Short exercise:
Reproduce the listing below with every occurrence of "tagging" switched to "marking" and nothing else altered.

Material provided:
═══

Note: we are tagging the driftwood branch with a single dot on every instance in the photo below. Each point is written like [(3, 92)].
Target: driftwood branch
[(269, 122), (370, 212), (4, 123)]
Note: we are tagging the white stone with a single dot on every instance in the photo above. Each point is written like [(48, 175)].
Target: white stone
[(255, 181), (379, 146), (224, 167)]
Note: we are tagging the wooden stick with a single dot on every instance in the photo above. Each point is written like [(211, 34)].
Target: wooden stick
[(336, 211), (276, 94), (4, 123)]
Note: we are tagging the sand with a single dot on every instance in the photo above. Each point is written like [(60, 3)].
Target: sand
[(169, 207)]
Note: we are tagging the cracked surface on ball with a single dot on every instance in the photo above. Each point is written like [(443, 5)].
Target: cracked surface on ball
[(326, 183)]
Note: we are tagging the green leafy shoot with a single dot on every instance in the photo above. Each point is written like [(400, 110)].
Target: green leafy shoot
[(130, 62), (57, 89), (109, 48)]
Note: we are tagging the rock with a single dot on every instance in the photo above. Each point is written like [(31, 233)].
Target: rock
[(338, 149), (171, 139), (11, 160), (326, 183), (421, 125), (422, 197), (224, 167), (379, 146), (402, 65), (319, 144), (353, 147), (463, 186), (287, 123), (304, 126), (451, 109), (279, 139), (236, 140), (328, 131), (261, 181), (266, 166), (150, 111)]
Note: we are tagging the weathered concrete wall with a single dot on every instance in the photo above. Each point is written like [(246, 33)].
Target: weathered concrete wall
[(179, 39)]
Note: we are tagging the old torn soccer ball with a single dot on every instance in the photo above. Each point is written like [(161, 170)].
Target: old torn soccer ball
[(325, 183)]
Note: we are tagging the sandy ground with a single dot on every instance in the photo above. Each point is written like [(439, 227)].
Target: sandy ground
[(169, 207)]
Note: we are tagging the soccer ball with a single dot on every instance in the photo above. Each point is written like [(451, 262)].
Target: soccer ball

═══

Solution to the exercise:
Note: we are marking the driftwood branch with a single dot on every instance in the photo below. Each point is written like [(3, 92)].
Target: driftwood branch
[(269, 122), (370, 212), (4, 123)]
Note: we are marking the white stone with a single dot on every instance in the photo above. Each point is written like [(48, 175)].
Target: white stone
[(255, 181), (379, 146), (224, 167)]
Note: we are marking the wooden stick with a single dot on every instance in the photo above. Each point is written like [(211, 34)].
Target: wooden stick
[(336, 211), (276, 94), (4, 123)]
Note: we are marking the sand with a single dot on every instance in the photo above. Each point is written like [(60, 3)].
Target: sand
[(169, 207)]
Note: we are marking the cracked surface on ball with a single dot on every instance in the photo above. Each point is written like [(443, 5)].
Target: cracked surface on ball
[(326, 183)]
Note: we are marking the green leafy shoot with a single dot on every instance in the photo above. Each point is written like [(400, 110)].
Target: green leafy shoot
[(130, 62), (57, 89), (109, 48)]
Note: we are marking the rock with a single dot on every instance in the photo above. Each point is written like [(31, 233)].
Target: rock
[(338, 149), (171, 139), (11, 160), (326, 183), (421, 125), (422, 197), (224, 167), (379, 146), (402, 65), (319, 144), (353, 147), (463, 186), (287, 123), (304, 126), (451, 109), (279, 139), (236, 140), (328, 131), (261, 181), (266, 166), (150, 111)]
Note: we are marking the weathered concrete wall with a single dot on every instance in the photo above. Each point is written like [(246, 33)].
Target: weathered concrete wall
[(179, 39)]
Note: we are marking the old torn soccer ball with a single dot on every instance in the photo above. Each point is written like [(161, 170)].
Target: old torn soccer ball
[(325, 183)]
Note: we are marking the sandy ground with a single dot on every instance in the photo above. Each point is written like [(439, 227)].
Target: sandy ground
[(169, 207)]
Note: we are marking the soccer ball with a single dot on every instance in the photo above. Each point is written like [(451, 262)].
Target: soccer ball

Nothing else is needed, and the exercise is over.